What you need to do: Render every line of the records below as a numbered list, omitting any blank lines.

Data shown:
◆ ◆ ◆ ◆

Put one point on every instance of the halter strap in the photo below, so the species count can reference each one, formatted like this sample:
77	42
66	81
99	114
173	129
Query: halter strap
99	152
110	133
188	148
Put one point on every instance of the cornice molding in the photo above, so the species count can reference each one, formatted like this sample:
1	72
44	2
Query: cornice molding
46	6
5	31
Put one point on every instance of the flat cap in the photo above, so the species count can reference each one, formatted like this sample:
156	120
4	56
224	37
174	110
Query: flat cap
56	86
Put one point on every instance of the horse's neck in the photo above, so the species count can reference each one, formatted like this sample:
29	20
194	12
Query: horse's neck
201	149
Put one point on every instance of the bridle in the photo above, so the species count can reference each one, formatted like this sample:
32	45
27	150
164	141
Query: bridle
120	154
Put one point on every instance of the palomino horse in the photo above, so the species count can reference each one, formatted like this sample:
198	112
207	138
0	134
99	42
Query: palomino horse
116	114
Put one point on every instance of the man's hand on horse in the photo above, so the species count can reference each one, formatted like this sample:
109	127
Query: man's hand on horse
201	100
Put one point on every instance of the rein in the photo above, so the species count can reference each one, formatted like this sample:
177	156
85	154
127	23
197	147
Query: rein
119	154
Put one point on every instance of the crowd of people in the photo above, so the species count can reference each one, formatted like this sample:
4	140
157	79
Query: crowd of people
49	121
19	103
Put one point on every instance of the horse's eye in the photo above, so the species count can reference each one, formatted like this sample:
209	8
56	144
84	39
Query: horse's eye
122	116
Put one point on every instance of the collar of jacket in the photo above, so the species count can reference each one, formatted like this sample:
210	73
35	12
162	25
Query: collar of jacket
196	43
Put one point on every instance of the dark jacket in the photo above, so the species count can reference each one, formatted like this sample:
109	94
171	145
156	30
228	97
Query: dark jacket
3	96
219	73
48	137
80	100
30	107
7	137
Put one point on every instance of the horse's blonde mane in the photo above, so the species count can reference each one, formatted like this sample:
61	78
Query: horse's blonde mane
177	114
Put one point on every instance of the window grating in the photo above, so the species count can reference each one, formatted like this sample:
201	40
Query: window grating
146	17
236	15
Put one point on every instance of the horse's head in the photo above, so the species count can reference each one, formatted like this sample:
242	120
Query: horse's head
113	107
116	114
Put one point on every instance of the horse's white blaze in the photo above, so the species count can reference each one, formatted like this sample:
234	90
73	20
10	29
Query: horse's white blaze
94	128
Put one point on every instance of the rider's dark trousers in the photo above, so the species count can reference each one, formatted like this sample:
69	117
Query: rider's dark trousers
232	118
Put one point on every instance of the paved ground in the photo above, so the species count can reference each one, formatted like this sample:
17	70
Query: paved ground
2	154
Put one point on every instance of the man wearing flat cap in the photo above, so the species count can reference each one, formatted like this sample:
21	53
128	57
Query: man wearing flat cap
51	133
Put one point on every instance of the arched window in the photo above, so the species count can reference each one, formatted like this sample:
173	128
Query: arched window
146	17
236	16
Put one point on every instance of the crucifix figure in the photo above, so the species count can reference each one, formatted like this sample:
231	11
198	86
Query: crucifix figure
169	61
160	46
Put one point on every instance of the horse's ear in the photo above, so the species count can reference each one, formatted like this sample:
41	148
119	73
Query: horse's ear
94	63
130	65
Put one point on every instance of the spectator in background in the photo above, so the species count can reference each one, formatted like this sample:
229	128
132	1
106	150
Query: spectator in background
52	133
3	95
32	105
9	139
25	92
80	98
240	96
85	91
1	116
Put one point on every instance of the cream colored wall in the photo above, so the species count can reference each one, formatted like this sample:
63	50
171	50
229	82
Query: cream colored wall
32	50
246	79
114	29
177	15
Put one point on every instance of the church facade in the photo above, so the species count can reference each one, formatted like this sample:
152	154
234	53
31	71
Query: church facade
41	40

◆ ◆ ◆ ◆

Solution below:
1. Put one point on every instance of the halter strap in the photo below, so the species count can reference each one, formatted like this sample:
2. 77	42
3. 66	81
4. 99	114
5. 173	129
6. Query: halter strap
7. 99	152
8. 110	133
9. 188	148
10. Put one point on every instance of the cornice molding in the photo above, so the species count can reference each one, formatted like this sample:
11. 1	72
12. 44	2
13. Query: cornice molding
14. 46	6
15. 5	31
16. Put one point on every instance of the flat cap in the photo above, so the species count can reference each one, formatted like this sample:
17. 156	120
18. 4	56
19. 224	37
20. 174	110
21. Query: flat cap
22. 56	86
23. Put one point on every instance of the horse's neck in the photo above, so the species count can reference each one, formatted like this sample:
24. 29	20
25. 194	12
26. Query: horse's neck
27. 201	149
28. Put one point on every instance of the bridle in the photo above, so the species count can reference each one, formatted like this sample:
29. 32	45
30. 27	150
31. 164	141
32. Query: bridle
33. 120	154
34. Put one point on every instance of the palomino horse in the photo above, so the species count can reference each one, formatted like this sample:
35. 198	112
36. 207	138
37. 0	134
38. 99	42
39. Query: palomino horse
40. 116	114
41. Put one point on every instance of the man's hand on horse in the photo above, so the species count can reference each one, formatted like this sample:
42. 109	127
43. Query: man's hand on horse
44. 201	100
45. Put one point on every instance of the rein in the photo above, so the species count can reference each one, formatted like this sample:
46. 177	156
47. 85	154
48. 127	23
49. 197	147
50. Query: rein
51. 119	154
52. Put one point on every instance of the crowd of people in the photo above, so the species count can reference each one, formatted like this sample:
53. 4	140
54. 157	79
55. Query: crowd of people
56. 49	121
57. 19	103
58. Put one point on every instance of the horse's eye in the photo above, so the species count can reference each one, formatted like this sample:
59. 209	8
60. 56	144
61. 84	39
62. Query: horse's eye
63. 122	116
64. Put one point on every instance of the collar of jacket in the photo above, so the species count can reference each one, formatted like this sample:
65. 210	73
66. 35	12
67. 162	25
68. Query: collar of jacket
69. 196	43
70. Put one point on every instance of the dark jacket in the photo above, so the species count can reference each one, formatted like this sample:
71. 109	94
72. 171	145
73. 156	30
74. 228	97
75. Query: dark jacket
76. 3	96
77. 219	73
78. 48	137
79. 80	100
80. 30	107
81. 7	137
82. Put one point on every instance of the horse's blonde mane in the photo above, so the species count can reference each one, formatted like this sample:
83. 61	78
84. Query: horse's blonde mane
85. 177	114
86. Put one point on every instance of the window grating in the photo above, so the species count can reference each one, formatted like this sample:
87. 201	40
88. Query: window grating
89. 146	17
90. 236	15
91. Put one point on every instance of the horse's head in the photo above, so the species count can reference each one, formatted like this sample:
92. 242	120
93. Query: horse's head
94. 113	107
95. 116	114
96. Put one point on every instance of the horse's white blaze in the photo above, so the species count can reference each one, formatted like this sample:
97. 234	90
98. 73	20
99. 10	29
100. Query: horse's white blaze
101. 94	128
102. Put one point on every instance of the rider's dark trousers in the photo above, so the species count can reference each one, formatted like this sample:
103. 69	117
104. Query: rider's dark trousers
105. 232	118
106. Put one point on every instance of the paved ground in the photo above, so the species count can reference each one, formatted like this sample:
107. 17	70
108. Query: paved ground
109. 2	154
110. Put one point on every instance of the man wearing flat cap in the photo above, so the species count can reference each one, formatted like this sample:
111. 21	53
112. 128	57
113. Query: man wearing flat cap
114. 51	133
115. Put one point on every instance of the arched window in the photo above, so the species count can reference each one, formatted like this sample:
116. 173	128
117. Query: arched window
118. 146	17
119. 236	16
120. Put one point on every instance of the crucifix figure in the photo above, so the species count can reference each one, formatted like this sample:
121. 231	11
122. 198	86
123. Query: crucifix figure
124. 169	61
125. 160	46
126. Put one point on every instance of the horse's ear in the photo above, so the species count can reference each one, formatted like this sample:
127. 41	148
128. 119	73
129. Query: horse's ear
130. 94	63
131. 130	65
132. Put one point on every instance of the spectator in background in the photo above, so the species count can reference each one, formatted like this sample:
133. 229	128
134. 132	1
135. 106	150
136. Query: spectator in background
137. 52	133
138. 3	95
139. 32	105
140. 9	139
141. 25	92
142. 80	98
143. 240	96
144. 85	91
145. 1	116
146. Put one point on every instance of the cream colored wall in the photo above, so the species count can reference each one, formatted like this sample:
147. 63	50
148. 171	50
149. 229	82
150. Query: cream colored wall
151. 32	50
152. 246	79
153. 114	29
154. 177	15
155. Put one point on every instance of the church facade in the photo above, so the species count can reference each one, formatted like this sample:
156. 152	154
157. 234	53
158. 31	71
159. Query: church facade
160. 41	40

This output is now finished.